-- START OF Passage --
The Green Band went to the museum with a focus on light. Their explorations led them through the light exhibits as a follow-up to a discussion they had on Tuesday about the electromagnetic spectrum and the questions they asked, like: “What determines different colors?”, “Why don’t we feel color when we can feel other kids of light?”, “How is light made?” and “Why don’t I feel light entering my eye?”





Many of their questions were answered – which, of course, led to more questions. Endless curiosity.

manual, actual film

The Brightworks students have been presented with an incredible opportunity to print their own photographs in a darkroom in Soma, assisted by expert photographer and teacher Victoria. For the next few weeks, each band will be venturing out into the world to take photos with film cameras, then heading to Rayko to see what they were able to capture.

On Monday afternoon, the Indigo Band went for a neighborhood photo safari, and on Tuesday they visited Rayko to do their prints.
-- END OF Passage --
-- Tasks for this exercise --
(A) Rewrite the Brightworks update from "The Green Band" down to "able to capture.", swapping "Green Band" for "Blue Band".
(B) Using the Brightworks update, say whether each statement agrees with it. Give yes or no and quote the deciding words.
(i) The museum visit followed up on a Tuesday discussion about the electromagnetic spectrum.
(ii) Each band will take photos with digital cameras.
(iii) The Indigo Band visited Rayko on Monday to do their prints.
(C) Write the next part of the Brightworks update, starting after its last sentence.
-- START OF Data listing --
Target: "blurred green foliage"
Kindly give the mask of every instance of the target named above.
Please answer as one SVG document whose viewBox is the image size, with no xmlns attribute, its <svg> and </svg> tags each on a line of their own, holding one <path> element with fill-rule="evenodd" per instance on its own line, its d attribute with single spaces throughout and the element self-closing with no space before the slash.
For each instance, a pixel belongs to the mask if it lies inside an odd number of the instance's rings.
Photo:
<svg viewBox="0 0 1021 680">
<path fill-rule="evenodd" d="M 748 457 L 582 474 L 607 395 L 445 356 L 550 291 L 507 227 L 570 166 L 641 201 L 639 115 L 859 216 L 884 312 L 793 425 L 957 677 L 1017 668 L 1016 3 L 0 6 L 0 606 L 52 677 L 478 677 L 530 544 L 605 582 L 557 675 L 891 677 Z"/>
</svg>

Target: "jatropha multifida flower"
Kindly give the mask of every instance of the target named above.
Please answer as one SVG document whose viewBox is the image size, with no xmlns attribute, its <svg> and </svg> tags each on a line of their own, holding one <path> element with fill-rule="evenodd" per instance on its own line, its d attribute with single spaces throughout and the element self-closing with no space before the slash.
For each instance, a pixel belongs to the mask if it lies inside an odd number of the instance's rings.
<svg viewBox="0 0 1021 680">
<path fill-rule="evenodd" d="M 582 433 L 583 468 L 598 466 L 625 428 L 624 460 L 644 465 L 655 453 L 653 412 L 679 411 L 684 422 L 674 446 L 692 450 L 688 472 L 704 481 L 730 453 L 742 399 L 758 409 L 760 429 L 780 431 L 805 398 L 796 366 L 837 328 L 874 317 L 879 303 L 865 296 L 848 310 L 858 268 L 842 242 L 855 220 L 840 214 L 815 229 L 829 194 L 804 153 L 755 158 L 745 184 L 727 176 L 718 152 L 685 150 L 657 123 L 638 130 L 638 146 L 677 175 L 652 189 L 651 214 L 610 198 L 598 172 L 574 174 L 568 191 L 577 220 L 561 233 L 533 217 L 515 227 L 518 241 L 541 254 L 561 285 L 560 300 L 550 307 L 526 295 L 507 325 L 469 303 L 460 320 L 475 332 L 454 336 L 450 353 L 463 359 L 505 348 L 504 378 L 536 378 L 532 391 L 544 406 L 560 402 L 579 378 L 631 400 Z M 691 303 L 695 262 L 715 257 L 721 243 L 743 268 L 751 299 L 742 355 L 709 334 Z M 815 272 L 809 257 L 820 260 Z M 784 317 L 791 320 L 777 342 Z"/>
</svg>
-- END OF Data listing --
-- Answers to the exercise --
(A)
The Blue Band went to the museum with a focus on light. Their explorations led them through the light exhibits as a follow-up to a discussion they had on Tuesday about the electromagnetic spectrum and the questions they asked, like: “What determines different colors?”, “Why don’t we feel color when we can feel other kids of light?”, “How is light made?” and “Why don’t I feel light entering my eye?”





Many of their questions were answered – which, of course, led to more questions. Endless curiosity.

manual, actual film

The Brightworks students have been presented with an incredible opportunity to print their own photographs in a darkroom in Soma, assisted by expert photographer and teacher Victoria. For the next few weeks, each band will be venturing out into the world to take photos with film cameras, then heading to Rayko to see what they were able to capture.

(B)
(i) Yes: "as a follow-up to a discussion they had on Tuesday about the electromagnetic spectrum"
(ii) No: "to take photos with film cameras"
(iii) No: "on Tuesday they visited Rayko to do their prints"

(C)
Check back for their images and for more film adventures from other bands!

camera evolution

So many good things are humming along at Brightworks! On Monday, the Green Band explored the evolution and development of the camera, beginning with George Eastman and his Kodak camera and continuing to the development of DSLRs. Amanda writes,

“What originally began as a quick timeline and discovery activity quickly evolved into in-depth understanding, research, and expertise on a single iteration of a camera in camera history. We spent the greater part of the morning in pairs to become experts on specific types of cameras.

Ally and Khalia compiled their very own timeline of Polaroids.


Amelia and Oscar started testing whether using one-eye versus two-eyes makes a difference when judging distance (re: stereoscope).


Julian used his knowledge of mirrors to create diagrams of DSLRs.


Audrey and Lucie drafted a list of qualities in digital point-and-shoot cameras.


Frances and Kaia took apart an old Brownie to see how it works.



The Blue and Green Bands have been talking about the Rule of Thirds when taking photographs. Phillip reported, “Several students are interested in the historical implications of photographs and the more current methods of manipulating images digitally. Almost students are interested in taking better photos.” What better way to improve at something than to do a lot of it? Both bands went on an adventure yesterday to Glen Park Canyon to practice their new skills and learn about nature and landscape photography while focusing on taking pictures that emphasize lines.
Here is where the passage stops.